**Work instructions**
1. Summarize the Spark Streaming post below in two sentences.
2. Translate this sentence from the Spark Streaming post into German: "But all consumers are executing from same executor machine."
3. Which Spark version does the Spark Streaming post report?

**Page**
You are viewing a plain text version of this content. The canonical link for it is here.

Posted to user@spark.apache.org by Hrishikesh Mishra <sd...@gmail.com> on 2020/02/29 04:05:19 UTC

In Spark Streaming, Direct Kafak Consumers are not evenly distrubuted across executors

I have created one sample Direct Kafka Stream in Spark. Kafka has 30
partitions of given topic. But all consumers are executing from same
executor machine.

Kafka Manager screenshot.
[image: Screenshot 2020-02-28 at 7.06.49 PM 2.png]

As per my understanding in direct Kafka Stream, Drive gives the offsets to
executors and polls with this.

Kafka Stream

        HashMap<String, Object> kafkaParams = new HashMap<>();
        kafkaParams.put(ConsumerConfig.BOOTSTRAP_SERVERS_CONFIG, "<hosts>");
        kafkaParams.put(ConsumerConfig.GROUP_ID_CONFIG, topic+"testing-nfr-7");
        kafkaParams.put(ConsumerConfig.HEARTBEAT_INTERVAL_MS_CONFIG, 5000);
        kafkaParams.put(ConsumerConfig.SESSION_TIMEOUT_MS_CONFIG, 80000);
        kafkaParams.put(ConsumerConfig.MAX_POLL_RECORDS_CONFIG, 1000);
        kafkaParams.put(ConsumerConfig.MAX_PARTITION_FETCH_BYTES_CONFIG,
10000000);
        kafkaParams.put(ConsumerConfig.MAX_POLL_INTERVAL_MS_CONFIG, 5000);
        kafkaParams.put(ConsumerConfig.AUTO_OFFSET_RESET_CONFIG, "earliest");
        kafkaParams.put(ConsumerConfig.ENABLE_AUTO_COMMIT_CONFIG, false);
        kafkaParams.put(ConsumerConfig.KEY_DESERIALIZER_CLASS_CONFIG,
StringDeserializer.class);
        kafkaParams.put(ConsumerConfig.VALUE_DESERIALIZER_CLASS_CONFIG,
ByteArrayDeserializer.class);

        KafkaUtils.createDirectStream(ssc,
LocationStrategies.PreferConsistent(),
ConsumerStrategies.Subscribe(ImmutableList.of(topic), kafkaParams));

Spark Version: 2.4

Spark Config

        SparkConf conf = new SparkConf().setAppName("StreamingTest");
        conf.set("spark.shuffle.service.enabled", "true");
        conf.set("spark.streaming.kafka.maxRatePerPartition", "100");
        conf.set("spark.streaming.backpressure.enabled", "true");
        conf.set("spark.streaming.concurrentJobs", "1");
        conf.set("spark.executor.extraJavaOptions", "-XX:+UseConcMarkSweepGC");
        conf.set("spark.streaming.backpressure.pid.minRate", "1500");



Regards,

Hrishi

Re: In Spark Streaming, Direct Kafak Consumers are not evenly distrubuted across executors

Posted by Hrishikesh Mishra <sd...@gmail.com>.

**Recorded data**
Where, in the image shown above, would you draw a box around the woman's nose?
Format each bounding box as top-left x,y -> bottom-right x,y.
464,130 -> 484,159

**Full solutions**
1. A sample Direct Kafka Stream was created in Spark for a Kafka topic with 30 partitions, but all the consumers execute from the same executor machine. The post gives the Kafka parameters, the createDirectStream call and the Spark configuration, and states that the Spark version is 2.4.

2. Aber alle Consumer werden auf derselben Executor-Maschine ausgeführt.

3. Spark 2.4.